== GOAL OF THE EXERCISE ==
Please write out the listing from its first line down through the line containing "[(309, 218)]", and change "frozen lake" to "frozen pond" everywhere in that stretch while keeping the rest as is.

Extracted records
============

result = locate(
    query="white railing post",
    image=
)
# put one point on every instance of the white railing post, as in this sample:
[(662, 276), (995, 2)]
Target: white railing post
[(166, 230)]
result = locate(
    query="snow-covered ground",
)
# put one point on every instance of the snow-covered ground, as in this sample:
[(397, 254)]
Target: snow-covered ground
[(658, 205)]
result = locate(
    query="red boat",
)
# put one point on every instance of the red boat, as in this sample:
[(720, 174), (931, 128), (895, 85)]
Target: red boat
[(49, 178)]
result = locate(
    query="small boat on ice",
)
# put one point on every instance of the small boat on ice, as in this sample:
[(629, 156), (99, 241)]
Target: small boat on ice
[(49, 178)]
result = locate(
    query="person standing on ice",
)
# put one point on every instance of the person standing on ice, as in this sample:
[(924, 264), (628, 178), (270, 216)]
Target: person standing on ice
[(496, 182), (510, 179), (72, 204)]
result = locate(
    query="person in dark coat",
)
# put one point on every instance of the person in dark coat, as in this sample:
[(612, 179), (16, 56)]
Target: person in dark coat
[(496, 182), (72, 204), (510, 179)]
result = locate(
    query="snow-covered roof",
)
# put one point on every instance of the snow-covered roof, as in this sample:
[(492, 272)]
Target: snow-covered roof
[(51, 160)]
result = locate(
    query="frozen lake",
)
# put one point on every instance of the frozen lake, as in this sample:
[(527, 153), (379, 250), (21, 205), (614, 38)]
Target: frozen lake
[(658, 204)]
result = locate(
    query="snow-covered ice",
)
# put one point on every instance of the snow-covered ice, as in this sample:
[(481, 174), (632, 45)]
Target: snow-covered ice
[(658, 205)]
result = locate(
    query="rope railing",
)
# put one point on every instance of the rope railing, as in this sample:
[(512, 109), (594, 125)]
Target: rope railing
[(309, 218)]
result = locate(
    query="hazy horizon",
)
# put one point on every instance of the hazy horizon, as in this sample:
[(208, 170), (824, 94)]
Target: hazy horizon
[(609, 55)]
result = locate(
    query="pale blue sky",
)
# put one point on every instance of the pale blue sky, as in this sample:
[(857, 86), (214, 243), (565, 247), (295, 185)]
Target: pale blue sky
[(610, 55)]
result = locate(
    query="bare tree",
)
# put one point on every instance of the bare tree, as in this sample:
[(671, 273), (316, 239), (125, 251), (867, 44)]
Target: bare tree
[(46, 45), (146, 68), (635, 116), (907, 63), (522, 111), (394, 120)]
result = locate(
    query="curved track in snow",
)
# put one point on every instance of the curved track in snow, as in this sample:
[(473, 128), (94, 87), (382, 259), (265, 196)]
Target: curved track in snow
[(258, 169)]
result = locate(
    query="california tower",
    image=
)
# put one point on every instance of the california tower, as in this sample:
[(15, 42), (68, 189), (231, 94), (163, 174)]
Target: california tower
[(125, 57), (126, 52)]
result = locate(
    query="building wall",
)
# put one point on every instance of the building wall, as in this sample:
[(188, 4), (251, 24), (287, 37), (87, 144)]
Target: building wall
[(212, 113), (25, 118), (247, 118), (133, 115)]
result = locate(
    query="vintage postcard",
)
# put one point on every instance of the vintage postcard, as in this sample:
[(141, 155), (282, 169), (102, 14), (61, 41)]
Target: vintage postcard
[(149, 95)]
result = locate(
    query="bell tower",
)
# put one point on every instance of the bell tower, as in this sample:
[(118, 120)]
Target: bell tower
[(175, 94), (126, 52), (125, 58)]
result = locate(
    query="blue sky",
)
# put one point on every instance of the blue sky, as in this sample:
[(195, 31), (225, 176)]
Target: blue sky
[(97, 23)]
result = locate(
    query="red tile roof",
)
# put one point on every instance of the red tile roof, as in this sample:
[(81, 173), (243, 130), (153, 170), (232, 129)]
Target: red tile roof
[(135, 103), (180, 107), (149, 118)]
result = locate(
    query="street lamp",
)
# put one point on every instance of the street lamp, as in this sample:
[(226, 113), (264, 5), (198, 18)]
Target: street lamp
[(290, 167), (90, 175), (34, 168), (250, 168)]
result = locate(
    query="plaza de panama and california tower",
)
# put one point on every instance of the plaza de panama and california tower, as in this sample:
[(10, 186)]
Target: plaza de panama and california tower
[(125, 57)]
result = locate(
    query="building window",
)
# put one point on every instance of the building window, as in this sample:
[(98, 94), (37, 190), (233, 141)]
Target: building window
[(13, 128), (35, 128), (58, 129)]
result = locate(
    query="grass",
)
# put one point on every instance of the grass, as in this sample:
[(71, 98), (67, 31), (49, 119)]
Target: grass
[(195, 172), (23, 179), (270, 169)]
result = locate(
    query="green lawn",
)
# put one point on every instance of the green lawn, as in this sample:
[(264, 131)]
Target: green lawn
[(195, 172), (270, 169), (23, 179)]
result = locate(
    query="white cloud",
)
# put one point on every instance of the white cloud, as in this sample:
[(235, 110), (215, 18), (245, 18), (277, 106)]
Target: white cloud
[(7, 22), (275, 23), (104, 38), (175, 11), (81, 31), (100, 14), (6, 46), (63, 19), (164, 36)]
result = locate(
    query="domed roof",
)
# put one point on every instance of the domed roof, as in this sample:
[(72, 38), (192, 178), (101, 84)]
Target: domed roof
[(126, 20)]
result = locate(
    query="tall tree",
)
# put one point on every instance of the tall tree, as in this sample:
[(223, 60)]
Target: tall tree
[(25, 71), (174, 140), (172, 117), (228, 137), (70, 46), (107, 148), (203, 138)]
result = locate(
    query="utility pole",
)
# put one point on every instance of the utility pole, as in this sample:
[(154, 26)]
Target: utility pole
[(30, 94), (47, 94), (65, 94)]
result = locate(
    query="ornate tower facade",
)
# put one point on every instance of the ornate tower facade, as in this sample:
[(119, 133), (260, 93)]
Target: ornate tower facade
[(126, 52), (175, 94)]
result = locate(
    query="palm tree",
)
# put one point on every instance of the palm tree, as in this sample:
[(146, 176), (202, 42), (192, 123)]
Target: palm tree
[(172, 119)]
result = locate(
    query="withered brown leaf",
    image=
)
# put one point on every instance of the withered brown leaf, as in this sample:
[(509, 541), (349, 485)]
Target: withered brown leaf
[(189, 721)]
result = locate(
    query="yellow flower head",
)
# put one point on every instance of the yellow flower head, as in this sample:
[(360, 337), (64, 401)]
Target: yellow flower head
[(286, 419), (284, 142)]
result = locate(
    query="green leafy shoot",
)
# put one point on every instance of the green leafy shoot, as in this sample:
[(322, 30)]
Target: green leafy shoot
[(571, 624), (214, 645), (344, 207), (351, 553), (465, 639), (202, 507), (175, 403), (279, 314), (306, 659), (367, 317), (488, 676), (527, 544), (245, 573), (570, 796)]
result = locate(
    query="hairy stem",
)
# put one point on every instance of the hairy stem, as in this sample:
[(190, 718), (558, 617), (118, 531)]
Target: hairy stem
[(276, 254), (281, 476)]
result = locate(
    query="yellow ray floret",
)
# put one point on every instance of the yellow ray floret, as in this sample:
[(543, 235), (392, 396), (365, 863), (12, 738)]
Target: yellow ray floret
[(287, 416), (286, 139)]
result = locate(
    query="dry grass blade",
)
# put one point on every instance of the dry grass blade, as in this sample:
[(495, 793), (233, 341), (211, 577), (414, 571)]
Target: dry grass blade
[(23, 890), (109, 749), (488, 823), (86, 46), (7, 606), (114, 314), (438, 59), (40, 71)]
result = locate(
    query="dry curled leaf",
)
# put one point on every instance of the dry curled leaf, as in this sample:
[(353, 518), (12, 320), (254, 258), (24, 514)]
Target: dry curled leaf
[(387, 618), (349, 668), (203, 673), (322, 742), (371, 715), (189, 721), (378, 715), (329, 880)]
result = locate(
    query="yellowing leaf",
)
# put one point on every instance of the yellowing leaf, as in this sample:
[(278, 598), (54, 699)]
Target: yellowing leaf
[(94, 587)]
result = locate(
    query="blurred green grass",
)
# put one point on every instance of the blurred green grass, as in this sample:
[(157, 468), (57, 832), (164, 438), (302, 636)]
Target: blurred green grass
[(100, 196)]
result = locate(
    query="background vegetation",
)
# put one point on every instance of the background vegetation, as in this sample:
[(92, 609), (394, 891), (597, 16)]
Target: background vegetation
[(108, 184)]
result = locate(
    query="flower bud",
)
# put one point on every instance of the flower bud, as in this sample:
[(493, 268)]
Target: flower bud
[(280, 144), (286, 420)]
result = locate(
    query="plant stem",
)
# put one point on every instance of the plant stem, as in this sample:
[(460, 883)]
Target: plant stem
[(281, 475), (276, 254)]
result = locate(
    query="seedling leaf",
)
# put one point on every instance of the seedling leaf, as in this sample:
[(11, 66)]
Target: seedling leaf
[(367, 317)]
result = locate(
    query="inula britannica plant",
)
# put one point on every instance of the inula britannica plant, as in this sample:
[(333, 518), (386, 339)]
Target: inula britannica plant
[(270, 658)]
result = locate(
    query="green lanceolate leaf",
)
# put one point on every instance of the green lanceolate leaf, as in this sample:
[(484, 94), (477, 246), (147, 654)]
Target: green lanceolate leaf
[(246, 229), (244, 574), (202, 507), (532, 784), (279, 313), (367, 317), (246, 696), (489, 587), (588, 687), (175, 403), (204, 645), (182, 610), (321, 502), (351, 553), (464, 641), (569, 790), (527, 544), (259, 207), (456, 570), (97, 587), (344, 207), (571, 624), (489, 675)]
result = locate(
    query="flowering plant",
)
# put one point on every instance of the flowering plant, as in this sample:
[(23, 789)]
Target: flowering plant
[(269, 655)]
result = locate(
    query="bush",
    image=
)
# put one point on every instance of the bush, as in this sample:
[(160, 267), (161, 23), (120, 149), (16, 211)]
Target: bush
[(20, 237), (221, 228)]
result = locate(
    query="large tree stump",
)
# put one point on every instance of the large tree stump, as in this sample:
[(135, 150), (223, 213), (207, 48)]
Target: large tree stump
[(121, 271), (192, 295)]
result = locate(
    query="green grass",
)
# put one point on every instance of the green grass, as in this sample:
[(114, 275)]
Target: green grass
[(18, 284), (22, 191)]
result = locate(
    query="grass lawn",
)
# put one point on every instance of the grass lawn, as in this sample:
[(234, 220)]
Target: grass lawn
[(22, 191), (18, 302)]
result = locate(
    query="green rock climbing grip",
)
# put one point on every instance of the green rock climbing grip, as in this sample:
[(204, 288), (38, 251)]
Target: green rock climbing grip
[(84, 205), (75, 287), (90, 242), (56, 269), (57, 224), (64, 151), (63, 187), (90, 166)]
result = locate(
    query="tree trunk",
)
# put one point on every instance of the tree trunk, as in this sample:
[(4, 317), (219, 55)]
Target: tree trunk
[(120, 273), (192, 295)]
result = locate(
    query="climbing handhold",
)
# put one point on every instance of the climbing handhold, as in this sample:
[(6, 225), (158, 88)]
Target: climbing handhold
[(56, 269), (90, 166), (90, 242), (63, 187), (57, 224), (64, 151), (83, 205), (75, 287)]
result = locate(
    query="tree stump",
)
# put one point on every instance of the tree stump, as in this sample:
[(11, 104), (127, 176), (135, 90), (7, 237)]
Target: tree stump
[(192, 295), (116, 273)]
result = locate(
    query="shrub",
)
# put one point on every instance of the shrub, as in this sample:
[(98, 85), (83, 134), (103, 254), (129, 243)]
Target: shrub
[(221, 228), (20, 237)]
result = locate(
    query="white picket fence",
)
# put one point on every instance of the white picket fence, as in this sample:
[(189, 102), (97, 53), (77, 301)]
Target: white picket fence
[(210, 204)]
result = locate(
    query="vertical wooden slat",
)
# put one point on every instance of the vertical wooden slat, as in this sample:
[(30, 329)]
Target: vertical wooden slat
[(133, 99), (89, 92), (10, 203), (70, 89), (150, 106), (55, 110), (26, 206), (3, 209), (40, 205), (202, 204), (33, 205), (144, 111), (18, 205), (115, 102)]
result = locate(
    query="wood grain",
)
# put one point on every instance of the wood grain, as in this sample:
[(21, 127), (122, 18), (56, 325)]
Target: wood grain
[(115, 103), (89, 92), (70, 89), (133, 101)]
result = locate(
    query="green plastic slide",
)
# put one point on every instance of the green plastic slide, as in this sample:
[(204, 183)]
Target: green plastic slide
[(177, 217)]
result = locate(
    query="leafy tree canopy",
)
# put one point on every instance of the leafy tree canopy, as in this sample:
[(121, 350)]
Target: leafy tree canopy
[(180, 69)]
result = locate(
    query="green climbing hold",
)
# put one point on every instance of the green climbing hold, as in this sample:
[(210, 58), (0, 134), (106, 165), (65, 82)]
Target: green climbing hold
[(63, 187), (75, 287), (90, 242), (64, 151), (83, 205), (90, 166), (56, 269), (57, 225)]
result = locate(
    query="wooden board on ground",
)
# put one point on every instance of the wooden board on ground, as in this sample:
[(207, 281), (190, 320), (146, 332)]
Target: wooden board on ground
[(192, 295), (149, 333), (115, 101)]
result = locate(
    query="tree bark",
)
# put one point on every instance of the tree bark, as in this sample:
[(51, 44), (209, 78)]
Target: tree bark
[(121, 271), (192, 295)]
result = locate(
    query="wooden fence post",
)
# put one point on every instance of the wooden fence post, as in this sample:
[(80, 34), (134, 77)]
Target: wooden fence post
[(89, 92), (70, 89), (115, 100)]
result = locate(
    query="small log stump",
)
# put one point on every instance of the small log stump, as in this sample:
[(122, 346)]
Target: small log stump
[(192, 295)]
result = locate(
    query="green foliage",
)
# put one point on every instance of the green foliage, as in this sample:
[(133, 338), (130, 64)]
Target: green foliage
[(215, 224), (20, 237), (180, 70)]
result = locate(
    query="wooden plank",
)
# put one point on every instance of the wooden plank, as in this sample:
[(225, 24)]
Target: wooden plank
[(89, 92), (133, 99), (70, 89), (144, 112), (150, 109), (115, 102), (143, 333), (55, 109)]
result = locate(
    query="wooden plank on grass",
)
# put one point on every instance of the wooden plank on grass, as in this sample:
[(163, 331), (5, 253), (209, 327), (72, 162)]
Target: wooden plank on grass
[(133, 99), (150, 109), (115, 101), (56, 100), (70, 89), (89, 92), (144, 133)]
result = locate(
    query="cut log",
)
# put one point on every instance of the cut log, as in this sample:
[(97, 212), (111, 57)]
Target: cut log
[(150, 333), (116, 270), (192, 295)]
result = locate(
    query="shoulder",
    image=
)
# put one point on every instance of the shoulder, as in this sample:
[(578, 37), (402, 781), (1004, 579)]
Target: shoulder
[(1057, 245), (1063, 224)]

============

== ANSWER TO THE PROBLEM ==
result = locate(
    query="white railing post",
    image=
)
# put one point on every instance of the white railing post, as in this sample:
[(662, 276), (995, 2)]
Target: white railing post
[(166, 230)]
result = locate(
    query="snow-covered ground",
)
# put one point on every instance of the snow-covered ground, as in this sample:
[(397, 254)]
Target: snow-covered ground
[(658, 205)]
result = locate(
    query="red boat",
)
# put one point on every instance of the red boat, as in this sample:
[(720, 174), (931, 128), (895, 85)]
Target: red boat
[(49, 178)]
result = locate(
    query="small boat on ice",
)
# put one point on every instance of the small boat on ice, as in this sample:
[(629, 156), (99, 241)]
Target: small boat on ice
[(49, 178)]
result = locate(
    query="person standing on ice",
)
# put one point on every instance of the person standing on ice, as in this sample:
[(924, 264), (628, 178), (270, 216)]
Target: person standing on ice
[(496, 182), (510, 179), (72, 204)]
result = locate(
    query="person in dark coat",
)
# put one point on every instance of the person in dark coat, as in this sample:
[(612, 179), (16, 56)]
Target: person in dark coat
[(496, 182), (72, 204), (510, 179)]
result = locate(
    query="snow-covered roof",
)
# put one point on every instance of the snow-covered roof, as in this sample:
[(492, 272)]
Target: snow-covered roof
[(51, 160)]
result = locate(
    query="frozen pond",
)
# put one point on every instance of the frozen pond, as in this sample:
[(527, 153), (379, 250), (21, 205), (614, 38)]
Target: frozen pond
[(658, 204)]
result = locate(
    query="snow-covered ice",
)
# put one point on every instance of the snow-covered ice, as in this sample:
[(481, 174), (632, 45)]
Target: snow-covered ice
[(658, 205)]
result = locate(
    query="rope railing",
)
# put one point on every instance of the rope railing, as in this sample:
[(512, 109), (594, 125)]
Target: rope railing
[(309, 218)]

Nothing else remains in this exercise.